◆ WHAT THE EXERCISE ASKS: Reproduce the rows from the line holding "Find the glass" through the end of the rows, inclusive, with the requests kept as they are, and add -66 to every coordinate in the answers.

§

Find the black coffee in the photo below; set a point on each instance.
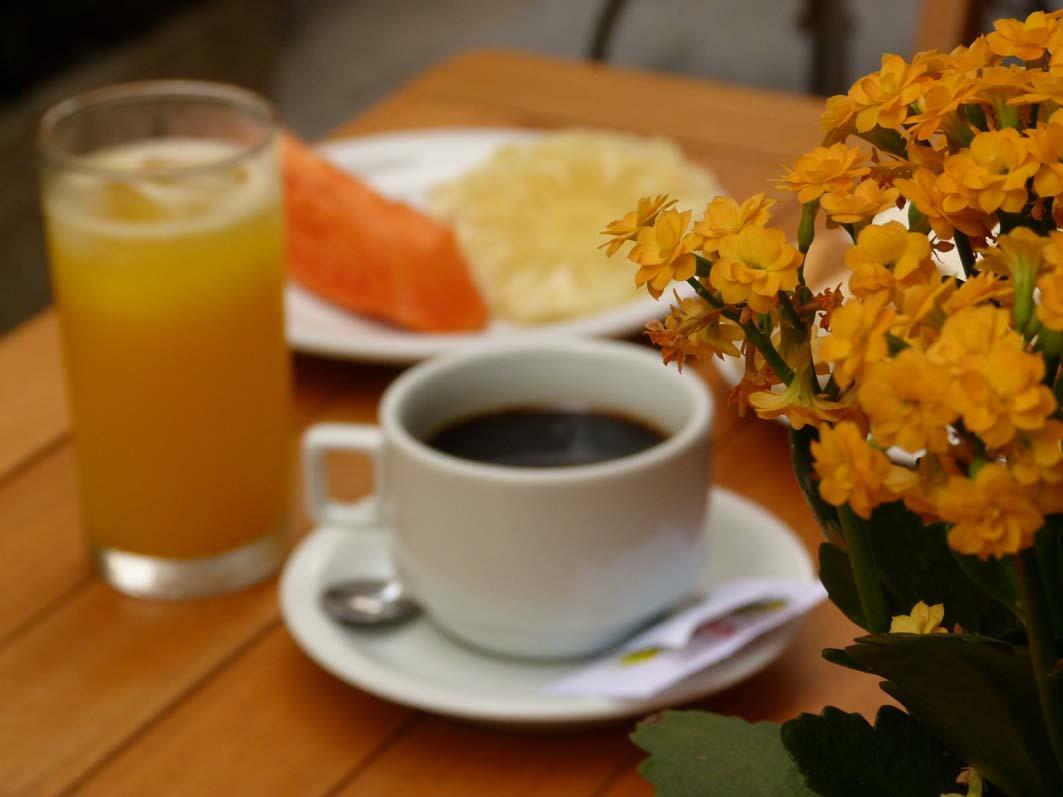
(544, 437)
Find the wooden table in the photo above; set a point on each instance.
(105, 695)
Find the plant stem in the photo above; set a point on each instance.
(864, 573)
(966, 253)
(760, 340)
(1042, 642)
(705, 293)
(790, 314)
(1051, 368)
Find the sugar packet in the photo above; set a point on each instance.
(692, 639)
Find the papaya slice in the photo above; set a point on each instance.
(370, 254)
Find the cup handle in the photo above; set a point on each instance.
(319, 440)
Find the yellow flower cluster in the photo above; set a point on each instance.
(960, 371)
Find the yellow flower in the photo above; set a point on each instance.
(1026, 40)
(977, 55)
(724, 217)
(663, 251)
(1050, 309)
(940, 108)
(627, 229)
(998, 85)
(1046, 146)
(996, 385)
(836, 168)
(799, 404)
(1038, 456)
(989, 176)
(925, 192)
(933, 61)
(922, 309)
(753, 266)
(1018, 254)
(905, 401)
(867, 200)
(931, 475)
(837, 119)
(694, 328)
(850, 471)
(857, 337)
(980, 289)
(1053, 250)
(992, 514)
(922, 156)
(887, 256)
(882, 98)
(1045, 87)
(923, 620)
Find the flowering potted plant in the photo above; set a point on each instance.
(954, 565)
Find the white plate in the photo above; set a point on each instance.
(404, 166)
(418, 665)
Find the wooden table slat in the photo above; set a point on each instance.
(33, 410)
(740, 120)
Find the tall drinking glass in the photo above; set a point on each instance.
(162, 204)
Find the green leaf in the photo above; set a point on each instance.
(836, 573)
(915, 563)
(800, 455)
(995, 576)
(977, 695)
(841, 755)
(1049, 546)
(693, 753)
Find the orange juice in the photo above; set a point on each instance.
(169, 288)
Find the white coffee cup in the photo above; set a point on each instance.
(536, 562)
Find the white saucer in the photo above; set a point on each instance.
(418, 665)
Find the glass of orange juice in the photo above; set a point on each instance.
(163, 210)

§

◆ EXERCISE OUTPUT:
Find the glass of orange juice in the photo above; set a point on each instance.
(97, 144)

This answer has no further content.